BEGIN Provided records
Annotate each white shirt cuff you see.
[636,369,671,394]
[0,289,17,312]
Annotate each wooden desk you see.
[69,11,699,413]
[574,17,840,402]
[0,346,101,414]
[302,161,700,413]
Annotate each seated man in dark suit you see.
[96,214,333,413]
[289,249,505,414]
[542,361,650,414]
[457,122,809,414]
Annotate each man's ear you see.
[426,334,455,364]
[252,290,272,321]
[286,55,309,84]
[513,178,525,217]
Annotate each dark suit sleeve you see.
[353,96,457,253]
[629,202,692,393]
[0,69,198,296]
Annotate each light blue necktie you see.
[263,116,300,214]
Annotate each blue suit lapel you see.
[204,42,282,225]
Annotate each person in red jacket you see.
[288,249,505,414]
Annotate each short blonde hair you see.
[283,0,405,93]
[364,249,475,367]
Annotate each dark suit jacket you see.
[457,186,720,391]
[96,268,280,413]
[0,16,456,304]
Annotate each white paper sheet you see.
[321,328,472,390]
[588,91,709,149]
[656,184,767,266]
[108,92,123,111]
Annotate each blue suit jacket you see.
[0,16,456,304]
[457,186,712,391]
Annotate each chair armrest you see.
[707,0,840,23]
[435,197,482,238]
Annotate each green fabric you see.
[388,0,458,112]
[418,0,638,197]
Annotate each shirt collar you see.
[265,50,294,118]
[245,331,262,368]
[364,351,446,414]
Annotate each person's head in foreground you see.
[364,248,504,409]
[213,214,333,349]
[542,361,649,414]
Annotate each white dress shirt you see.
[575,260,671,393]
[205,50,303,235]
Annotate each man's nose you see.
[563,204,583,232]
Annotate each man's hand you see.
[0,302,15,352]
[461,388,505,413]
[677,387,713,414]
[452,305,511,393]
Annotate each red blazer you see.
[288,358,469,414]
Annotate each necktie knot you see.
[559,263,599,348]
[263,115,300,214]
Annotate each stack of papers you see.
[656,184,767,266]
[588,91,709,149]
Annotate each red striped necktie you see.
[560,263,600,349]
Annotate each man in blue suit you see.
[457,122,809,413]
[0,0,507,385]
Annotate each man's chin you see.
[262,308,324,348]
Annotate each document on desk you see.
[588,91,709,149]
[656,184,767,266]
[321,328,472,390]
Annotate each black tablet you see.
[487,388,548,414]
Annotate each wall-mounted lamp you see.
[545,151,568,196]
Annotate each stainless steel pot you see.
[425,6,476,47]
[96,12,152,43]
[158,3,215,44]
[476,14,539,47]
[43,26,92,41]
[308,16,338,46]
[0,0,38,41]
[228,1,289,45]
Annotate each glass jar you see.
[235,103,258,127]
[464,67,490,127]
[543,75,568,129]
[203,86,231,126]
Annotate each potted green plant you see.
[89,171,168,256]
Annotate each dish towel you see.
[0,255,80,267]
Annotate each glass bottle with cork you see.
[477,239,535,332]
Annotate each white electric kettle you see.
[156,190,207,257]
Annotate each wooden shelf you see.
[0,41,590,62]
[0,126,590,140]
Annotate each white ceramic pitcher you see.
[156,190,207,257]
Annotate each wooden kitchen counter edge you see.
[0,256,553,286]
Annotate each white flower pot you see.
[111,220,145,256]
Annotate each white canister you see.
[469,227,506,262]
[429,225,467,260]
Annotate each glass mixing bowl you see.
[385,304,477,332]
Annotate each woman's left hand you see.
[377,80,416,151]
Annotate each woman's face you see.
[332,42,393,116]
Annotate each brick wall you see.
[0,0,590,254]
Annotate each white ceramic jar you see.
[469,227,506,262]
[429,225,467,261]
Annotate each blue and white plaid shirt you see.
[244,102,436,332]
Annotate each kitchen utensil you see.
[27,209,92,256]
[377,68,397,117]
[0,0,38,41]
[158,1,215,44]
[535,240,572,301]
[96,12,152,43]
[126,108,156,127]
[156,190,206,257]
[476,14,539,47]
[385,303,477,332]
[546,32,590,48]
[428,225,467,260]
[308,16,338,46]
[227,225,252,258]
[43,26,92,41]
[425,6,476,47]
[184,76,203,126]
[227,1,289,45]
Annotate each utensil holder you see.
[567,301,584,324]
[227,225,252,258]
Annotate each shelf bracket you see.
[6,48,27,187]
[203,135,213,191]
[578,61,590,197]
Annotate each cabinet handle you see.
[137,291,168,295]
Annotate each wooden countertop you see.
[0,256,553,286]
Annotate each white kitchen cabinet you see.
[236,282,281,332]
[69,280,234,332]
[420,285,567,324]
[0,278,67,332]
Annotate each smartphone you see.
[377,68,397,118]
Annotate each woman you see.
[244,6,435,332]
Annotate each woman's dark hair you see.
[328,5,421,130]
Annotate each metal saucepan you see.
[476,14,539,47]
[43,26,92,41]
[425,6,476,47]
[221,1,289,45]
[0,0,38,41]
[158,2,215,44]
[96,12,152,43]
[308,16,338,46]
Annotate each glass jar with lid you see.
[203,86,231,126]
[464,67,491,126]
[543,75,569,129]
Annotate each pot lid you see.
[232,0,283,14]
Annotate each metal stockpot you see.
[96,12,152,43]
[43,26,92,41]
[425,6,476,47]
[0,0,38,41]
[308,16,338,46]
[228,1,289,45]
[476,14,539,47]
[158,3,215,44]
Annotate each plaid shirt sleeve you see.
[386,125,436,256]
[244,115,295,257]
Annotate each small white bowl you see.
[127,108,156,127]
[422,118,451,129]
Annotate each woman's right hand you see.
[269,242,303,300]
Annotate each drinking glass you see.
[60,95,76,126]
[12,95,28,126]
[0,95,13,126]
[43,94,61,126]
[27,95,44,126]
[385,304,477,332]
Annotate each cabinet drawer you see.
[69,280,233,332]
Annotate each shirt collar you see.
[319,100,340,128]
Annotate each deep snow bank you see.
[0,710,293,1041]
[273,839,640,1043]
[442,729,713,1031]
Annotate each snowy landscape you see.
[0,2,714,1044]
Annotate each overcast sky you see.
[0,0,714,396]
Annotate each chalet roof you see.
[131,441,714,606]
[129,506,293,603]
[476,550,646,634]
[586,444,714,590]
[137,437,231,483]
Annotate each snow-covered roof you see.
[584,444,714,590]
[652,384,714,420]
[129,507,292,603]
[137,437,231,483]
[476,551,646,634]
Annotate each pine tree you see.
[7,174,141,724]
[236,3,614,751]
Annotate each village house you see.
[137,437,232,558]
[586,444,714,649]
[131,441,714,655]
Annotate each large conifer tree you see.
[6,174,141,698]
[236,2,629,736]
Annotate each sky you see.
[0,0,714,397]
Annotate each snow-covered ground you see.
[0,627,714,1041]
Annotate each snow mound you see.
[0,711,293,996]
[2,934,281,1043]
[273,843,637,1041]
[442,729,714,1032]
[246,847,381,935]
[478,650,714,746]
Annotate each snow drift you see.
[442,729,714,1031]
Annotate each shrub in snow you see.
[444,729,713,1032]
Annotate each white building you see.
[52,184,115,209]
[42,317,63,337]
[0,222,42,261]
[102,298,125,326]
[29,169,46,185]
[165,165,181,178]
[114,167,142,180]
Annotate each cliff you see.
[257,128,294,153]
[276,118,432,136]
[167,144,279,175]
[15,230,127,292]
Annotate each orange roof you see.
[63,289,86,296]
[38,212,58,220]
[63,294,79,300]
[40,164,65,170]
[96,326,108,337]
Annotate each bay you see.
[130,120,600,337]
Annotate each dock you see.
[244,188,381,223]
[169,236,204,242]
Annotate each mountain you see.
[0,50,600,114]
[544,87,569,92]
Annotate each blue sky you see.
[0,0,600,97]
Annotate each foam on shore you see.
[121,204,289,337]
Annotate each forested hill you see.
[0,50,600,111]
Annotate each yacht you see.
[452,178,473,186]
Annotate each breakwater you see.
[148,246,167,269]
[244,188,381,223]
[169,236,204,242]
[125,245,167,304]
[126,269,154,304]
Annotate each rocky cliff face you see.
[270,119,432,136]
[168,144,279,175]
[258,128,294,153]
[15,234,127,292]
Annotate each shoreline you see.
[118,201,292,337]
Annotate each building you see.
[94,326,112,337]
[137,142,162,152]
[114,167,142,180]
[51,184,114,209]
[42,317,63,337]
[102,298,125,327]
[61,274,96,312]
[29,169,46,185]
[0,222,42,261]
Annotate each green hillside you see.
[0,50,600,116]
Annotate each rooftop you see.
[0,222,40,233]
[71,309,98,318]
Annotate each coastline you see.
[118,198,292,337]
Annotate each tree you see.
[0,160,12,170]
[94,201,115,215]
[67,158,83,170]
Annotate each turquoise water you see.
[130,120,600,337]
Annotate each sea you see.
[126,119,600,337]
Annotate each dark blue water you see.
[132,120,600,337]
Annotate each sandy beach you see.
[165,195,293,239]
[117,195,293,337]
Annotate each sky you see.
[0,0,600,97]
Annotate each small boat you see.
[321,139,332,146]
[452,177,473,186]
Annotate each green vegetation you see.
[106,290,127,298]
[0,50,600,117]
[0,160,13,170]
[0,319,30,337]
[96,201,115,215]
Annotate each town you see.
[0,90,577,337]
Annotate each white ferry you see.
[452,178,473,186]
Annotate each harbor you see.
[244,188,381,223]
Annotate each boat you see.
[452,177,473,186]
END Provided records
Exercise description: Starting at the first line of the entries above and ending at the line that contains "[204,42,282,225]", lay out those lines as a numbered list, leaving out any blank lines.

Full output:
1. Annotate each white shirt cuff you see.
2. [636,369,671,394]
3. [0,289,17,312]
4. Annotate each wooden desk you see.
5. [69,11,699,413]
6. [574,17,840,402]
7. [0,346,101,414]
8. [302,161,700,413]
9. Annotate each seated man in dark suit you see.
10. [96,214,333,413]
11. [289,249,505,414]
12. [542,361,650,414]
13. [457,122,809,414]
14. Annotate each man's ear you see.
15. [426,334,455,364]
16. [252,290,272,321]
17. [286,55,309,84]
18. [513,178,525,217]
19. Annotate each dark suit sleeve you see.
20. [353,96,457,253]
21. [629,202,692,393]
22. [0,69,198,296]
23. Annotate each light blue necktie you see.
24. [263,116,300,214]
25. Annotate each blue suit lapel you see.
26. [204,42,282,225]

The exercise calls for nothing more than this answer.